— TEXT SECTION —

Our reviews of Stargate SG-1 (published March 6th, 2000), Stargate SG-1: The Complete Second Season (published September 3rd, 2002), Stargate SG-1: The Complete Sixth Season (published July 12th, 2004), Stargate SG-1: Season Seven (published February 9th, 2005), Stargate: SG-1: The Complete Ninth Season (published November 29th, 2006), and Stargate SG-1: Children of the Gods (published July 21st, 2009) are also available.
"Welcome back SG-1."
Long ago, I remembered hearing about the Stargate movie being spun-off into a TV series on Showtime. Not feeling it necessary to plunk down $20 extra each month for the privilege to watch that channel, I never saw the series. Ever since my local Fox station picked up the show however, I have caught a few episodes here and there, and much to my surprise found it to be a mostly intelligent spin-off. All the episodes I saw were jumbled up season-wise, and I had no overall idea what was going on with the plot as a whole, but as a series I found every episode self-contained enough that even with my limited knowledge of the series outside of the movie, I could still understand the motives and actions of the characters enough without having scratching my head in confusion.
Facts of the Case
I have heard from various fan sites and show aficionados that season three is by far the best to date, and from watching the entire season I can easily see where they are coming from. The plot lines that interweave through the season mix perfectly with the pre-established sequence of events from the original movie. There is enough variation of stories that plot overlap is kept at a minimum. Not every episode has the SG team stranded on some alien planet searching for a technological miracle that many Star Trek episodes are prone to have. True, in the Stargate series they do use the "alien" version of Deus Ex Machina, but it feels much less like a cheat than when the Star Trek writers throw in techno-babble to save themselves when they write themselves into a corner.

— WORK ITEM —
Update everything from "Facts of the" down to "into a corner." in the Stargate review, replacing "SG team" with "Stargate team".

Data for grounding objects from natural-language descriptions
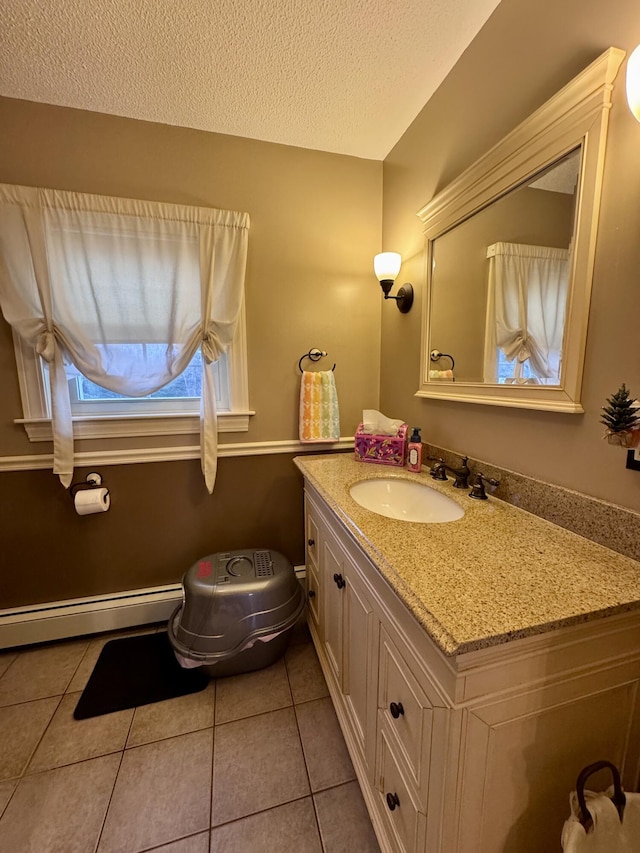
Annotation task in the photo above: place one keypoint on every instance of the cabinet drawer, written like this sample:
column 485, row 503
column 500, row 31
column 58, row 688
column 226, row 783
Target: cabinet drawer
column 405, row 708
column 396, row 800
column 313, row 595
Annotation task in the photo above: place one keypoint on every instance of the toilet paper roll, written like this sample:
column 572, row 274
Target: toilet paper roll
column 88, row 501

— RESULT OF THE TASK —
Facts of the Case
I have heard from various fan sites and show aficionados that season three is by far the best to date, and from watching the entire season I can easily see where they are coming from. The plot lines that interweave through the season mix perfectly with the pre-established sequence of events from the original movie. There is enough variation of stories that plot overlap is kept at a minimum. Not every episode has the Stargate team stranded on some alien planet searching for a technological miracle that many Star Trek episodes are prone to have. True, in the Stargate series they do use the "alien" version of Deus Ex Machina, but it feels much less like a cheat than when the Star Trek writers throw in techno-babble to save themselves when they write themselves into a corner.